===== Dataset excerpts
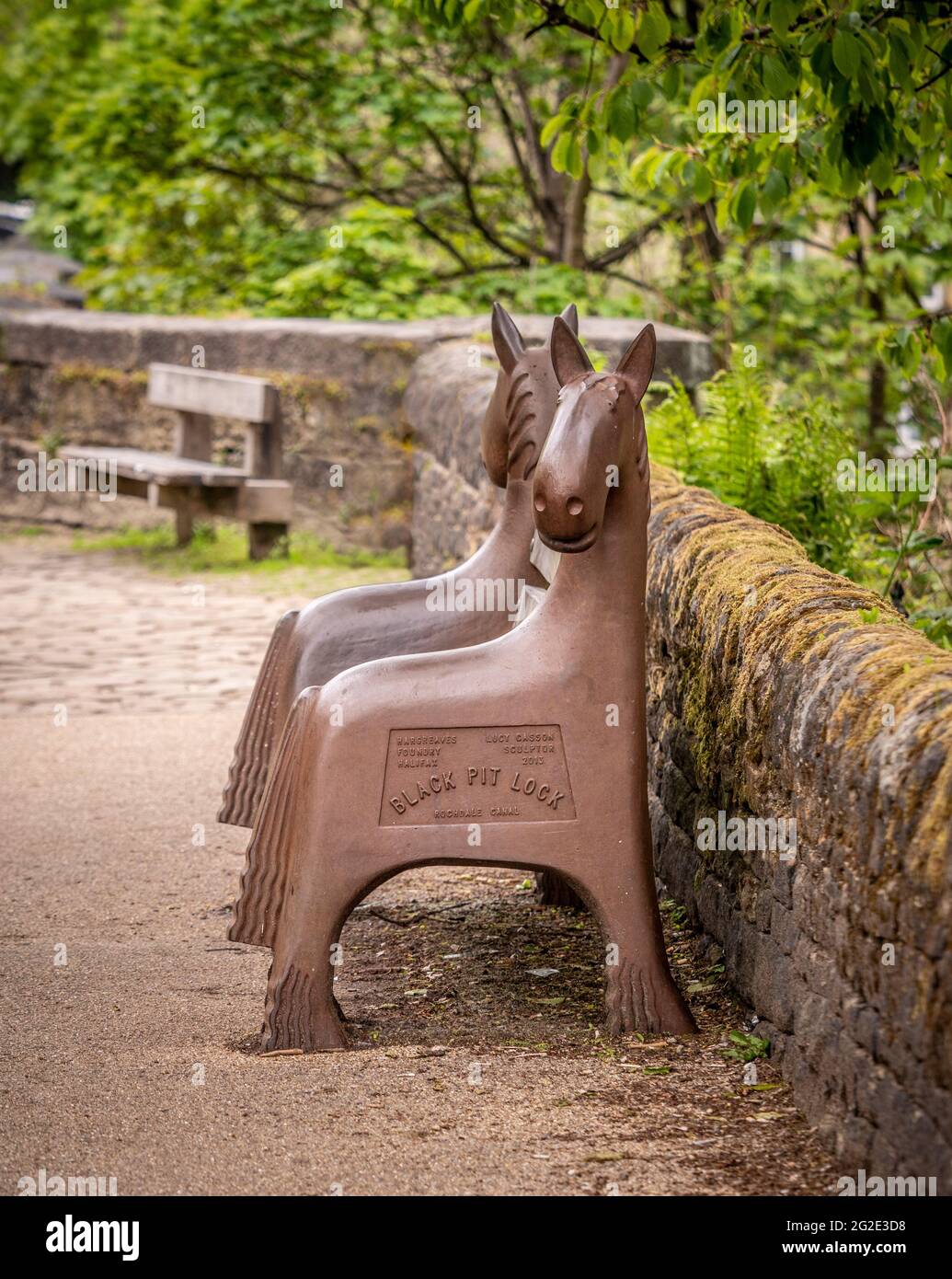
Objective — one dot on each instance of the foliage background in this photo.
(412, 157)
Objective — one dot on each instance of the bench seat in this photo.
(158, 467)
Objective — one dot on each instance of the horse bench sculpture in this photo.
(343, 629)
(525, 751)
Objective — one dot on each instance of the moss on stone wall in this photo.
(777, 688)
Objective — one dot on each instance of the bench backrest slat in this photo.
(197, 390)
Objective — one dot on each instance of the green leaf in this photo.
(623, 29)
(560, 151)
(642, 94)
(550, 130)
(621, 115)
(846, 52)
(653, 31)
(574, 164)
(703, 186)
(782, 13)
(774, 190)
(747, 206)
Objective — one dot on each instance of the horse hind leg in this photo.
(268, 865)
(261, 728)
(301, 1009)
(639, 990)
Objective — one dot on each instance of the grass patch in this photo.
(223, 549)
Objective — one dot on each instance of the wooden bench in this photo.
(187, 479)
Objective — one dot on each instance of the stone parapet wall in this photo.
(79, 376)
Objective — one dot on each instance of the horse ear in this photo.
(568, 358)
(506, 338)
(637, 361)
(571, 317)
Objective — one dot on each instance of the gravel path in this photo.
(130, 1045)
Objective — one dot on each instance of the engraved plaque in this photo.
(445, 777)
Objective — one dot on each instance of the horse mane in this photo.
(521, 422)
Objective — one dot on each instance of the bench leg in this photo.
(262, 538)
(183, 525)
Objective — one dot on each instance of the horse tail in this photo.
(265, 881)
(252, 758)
==========
■ **Directive**
Can you rewrite all the data above with "one dot on each instance" changed to "a single point on every instance" and everything else left as it is, omitting the picture?

■ **Expected answer**
Objective — a single point on every instance of the foliage background in this photo.
(412, 157)
Objective — a single point on every instance of the bench seat in this photo.
(158, 467)
Objective — a single point on every instance of the horse bench sculpture in this photo.
(343, 629)
(525, 751)
Objective — a single point on every instance of the moss on stone wall in this photo.
(777, 688)
Objective — a single point on every instance of the bench backrest slat in this photo.
(197, 390)
Objective — a single point on every instance of the green leaf in this photo.
(623, 29)
(560, 151)
(642, 94)
(550, 130)
(621, 115)
(846, 52)
(653, 31)
(574, 164)
(703, 186)
(782, 13)
(774, 190)
(747, 206)
Objective — a single point on every instance of the horse hind leg in this photo.
(268, 865)
(261, 728)
(301, 1009)
(639, 990)
Objective — a single point on every instance of the grass patch in this photo.
(223, 549)
Objective — a single point on every instance of the wooden bench in this photo.
(187, 479)
Objective — a single point on every instance of the stone parapet wall in this photo.
(79, 376)
Objective — a single point on every instance of the horse ear in this photo.
(568, 358)
(506, 338)
(637, 361)
(571, 317)
Objective — a single point on every instance of the gravel path in this photo.
(130, 1045)
Objective — a single point on every instance of the engraved plaque in this photo.
(445, 777)
Objective — a single point on every instance of the horse mane in this photo.
(521, 422)
Objective — a single point on every instance of the bench leg in this photo.
(262, 538)
(183, 525)
Objective — a single point on every instance of the horse tail in this photo.
(265, 881)
(252, 758)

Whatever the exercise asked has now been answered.